● **Travail demandé**
1. Résumez en deux phrases l'article sur les mineurs isolés étrangers délinquants.
2. Donnez la suite de l'article sur les mineurs isolés étrangers délinquants, en reprenant après sa dernière phrase.

───── Extrait à lire ─────

France: "fracassés", polytoxicomanes, portrait robot des mineurs étrangers, isolés et délinquants

Mineurs clandestins regroupés dans le quartier de la Goutte d'or à Paris.

Mineurs clandestins regroupés dans le quartier de la Goutte d'or à Paris. . DR

Ils sont pour la plupart maghrébins, "fracassés" par leur parcours migratoire, polytoxicomanes, vivant au jour le jour de petits larcins en refusant toute forme d'aide: un rapport parlementaire dresse, mercredi 10 mars 2021, pour la première fois, un portrait robot des mineurs isolés étrangers délinquants en France.

Le 10/03/2021 à 16h53

La mission d'information menée par les députés Jean-François Eliaou (La République en marche, parti présidentiel) et Antoine Savignat (Les Républicains, opposition de droite) sur "les problématiques de sécurité associées à la présence sur le territoire de mineurs non accompagnés" (MNA), dessine un panorama qui atteste de la "multiplication et l'aggravation" de cette délinquance, au coeur de polémiques à intervalles réguliers.

───── Contenu présenté ─────

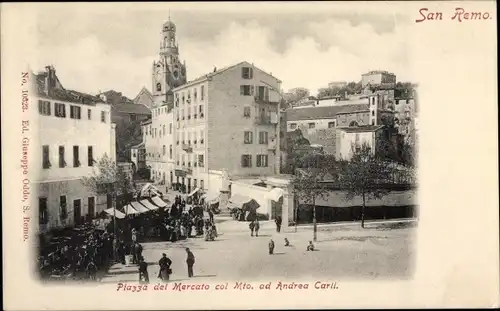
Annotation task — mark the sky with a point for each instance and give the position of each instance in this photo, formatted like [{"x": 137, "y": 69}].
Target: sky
[{"x": 98, "y": 47}]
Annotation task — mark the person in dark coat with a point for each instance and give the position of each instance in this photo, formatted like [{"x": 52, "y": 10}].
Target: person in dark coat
[
  {"x": 165, "y": 270},
  {"x": 278, "y": 223},
  {"x": 143, "y": 271},
  {"x": 190, "y": 262},
  {"x": 271, "y": 247}
]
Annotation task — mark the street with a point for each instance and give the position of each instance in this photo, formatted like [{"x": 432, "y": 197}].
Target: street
[{"x": 342, "y": 252}]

─────

● **Réponses fournies**
1. Un rapport parlementaire publié le mercredi 10 mars 2021 dresse pour la première fois un portrait robot des mineurs isolés étrangers délinquants en France : pour la plupart maghrébins, « fracassés » par leur parcours migratoire et polytoxicomanes, ils vivent au jour le jour de petits larcins et refusent toute forme d'aide. La mission d'information menée par les députés Jean-François Eliaou et Antoine Savignat atteste de la « multiplication et l'aggravation » de cette délinquance, régulièrement au cœur de polémiques.

2.
Malgré des données parcellaires, le rapport avance que 10% d'entre eux sont tombés dans la délinquance, se fondant sur les 2.000 à 3.000 MNA délinquants recensés en septembre 2020 par le ministère de la Justice.

"Le portrait type, c'est un Maghrébin, 16, 17 ans, en rupture totale avec son pays et sa famille, fracassé par son parcours migratoire, polytoxicomane, qui est dans une délinquance de subsistance, qui vole au sein d'une bande pas très bien organisée", résume pour l'AFP le député Jean-François Eliaou.

"On n'est pas dans la mafia, on va plutôt être sur un patron qui leur donne deux-trois comprimés de Rivotril (un puissant antiépileptique ayant pour effet de désinhiber). Ils tombent dans la misère de la rue et refusent la main tendue".

Selon le rapport, 75% sont originaires du Maghreb, essentiellement Algériens et Marocains, plus marginalement Libyens ou Ivoiriens. Présents à Paris et dans quelques autres grandes villes, ils consomment des mélanges de médicaments et de drogues qui "facilitent la commission d'actes de délinquance".

Il s'agit surtout de vols de rue, dans les transports en commun, parfois avec violence, ou de vols par effraction, en premier lieu dans les pharmacies.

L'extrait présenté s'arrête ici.